Task objective: Each entry needs to be given again, character for character.

Exercise materials:
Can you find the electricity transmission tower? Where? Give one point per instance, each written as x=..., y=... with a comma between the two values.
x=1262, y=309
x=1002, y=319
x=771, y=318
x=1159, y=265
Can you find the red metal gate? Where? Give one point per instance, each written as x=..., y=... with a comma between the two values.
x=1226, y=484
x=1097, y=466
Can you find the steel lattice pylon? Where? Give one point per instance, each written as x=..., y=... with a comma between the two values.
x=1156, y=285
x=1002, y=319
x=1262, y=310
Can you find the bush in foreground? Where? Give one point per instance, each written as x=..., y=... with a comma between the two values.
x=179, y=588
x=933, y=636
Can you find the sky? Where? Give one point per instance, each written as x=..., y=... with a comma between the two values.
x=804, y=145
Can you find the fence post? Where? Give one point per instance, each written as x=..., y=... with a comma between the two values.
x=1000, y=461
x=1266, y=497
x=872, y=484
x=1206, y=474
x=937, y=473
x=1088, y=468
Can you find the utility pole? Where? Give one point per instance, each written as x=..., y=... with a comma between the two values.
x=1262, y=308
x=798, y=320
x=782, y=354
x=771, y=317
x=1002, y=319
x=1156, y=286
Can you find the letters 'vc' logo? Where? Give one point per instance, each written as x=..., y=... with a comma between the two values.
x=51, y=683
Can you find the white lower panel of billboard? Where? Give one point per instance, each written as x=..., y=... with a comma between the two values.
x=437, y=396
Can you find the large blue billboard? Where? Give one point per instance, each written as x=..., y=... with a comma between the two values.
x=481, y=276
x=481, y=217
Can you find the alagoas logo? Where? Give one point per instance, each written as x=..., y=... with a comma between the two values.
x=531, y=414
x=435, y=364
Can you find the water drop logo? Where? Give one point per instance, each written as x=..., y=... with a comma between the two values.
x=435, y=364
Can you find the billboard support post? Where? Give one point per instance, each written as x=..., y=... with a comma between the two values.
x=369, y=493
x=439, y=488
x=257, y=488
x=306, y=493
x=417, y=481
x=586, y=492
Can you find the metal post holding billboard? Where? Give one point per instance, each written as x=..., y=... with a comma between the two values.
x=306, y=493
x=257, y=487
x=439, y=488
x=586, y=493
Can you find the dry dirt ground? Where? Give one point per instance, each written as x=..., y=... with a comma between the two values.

Problem solution:
Can you find the electricity transmission tower? Where? Give one point per instance, each written as x=..., y=... with a comma between the two values.
x=1262, y=309
x=1002, y=319
x=771, y=318
x=1159, y=265
Can you find the red metal gate? Where? Give one point per instance, each written as x=..., y=... with a comma between the two values.
x=1226, y=484
x=1097, y=466
Can you find the steel lattice pylon? Where? Give one point per instance, each written as x=..., y=... with a comma between the two values.
x=1156, y=285
x=1002, y=319
x=1262, y=310
Can you find the bush in foreground? Where? Give one point per instance, each written as x=..., y=... with a comma between the two values.
x=179, y=588
x=933, y=636
Can you find the sky? Where? Give one point per instance, each written as x=..., y=... with a comma between the two values.
x=804, y=145
Can you find the fence post? Where? Give one point per instance, each written as x=..., y=... with a comma between the two values.
x=1000, y=461
x=1266, y=497
x=872, y=484
x=1206, y=474
x=937, y=473
x=1088, y=468
Can you find the utility pole? Where? Give one point per instance, each written as x=..., y=... with a comma between the two values.
x=1262, y=308
x=798, y=320
x=782, y=354
x=771, y=317
x=1002, y=319
x=1156, y=286
Can you find the letters 'vc' logo? Where? Give one point per instance, each written as x=..., y=... with a comma between the two values.
x=51, y=683
Can you find the white lower panel of billboard? Where? Give one point per instance, each written as x=..., y=... with a comma between the two values.
x=437, y=396
Can you find the large blue billboard? Where? Give one point per instance, each written as x=..., y=... with a comma between the two values.
x=481, y=276
x=481, y=217
Can you find the alagoas logo? Where? Give one point per instance, each written as x=..., y=... with a comma between the two values.
x=531, y=414
x=435, y=364
Can you find the water drop logo? Where? Give one point per instance, each written as x=..., y=... with a comma between the two values.
x=435, y=364
Can you find the billboard support post? Where? Give one point per instance, each written as x=..., y=... with a comma between the two values.
x=369, y=493
x=439, y=488
x=257, y=488
x=306, y=493
x=417, y=481
x=586, y=492
Can you find the metal post holding billboard? Where? Give one point per instance, each written as x=..., y=... with a comma between the two values.
x=306, y=493
x=257, y=487
x=439, y=488
x=586, y=493
Can you find the dry dirt ground? Where? Give one point per instance, each written as x=..., y=... with a comma between the two values.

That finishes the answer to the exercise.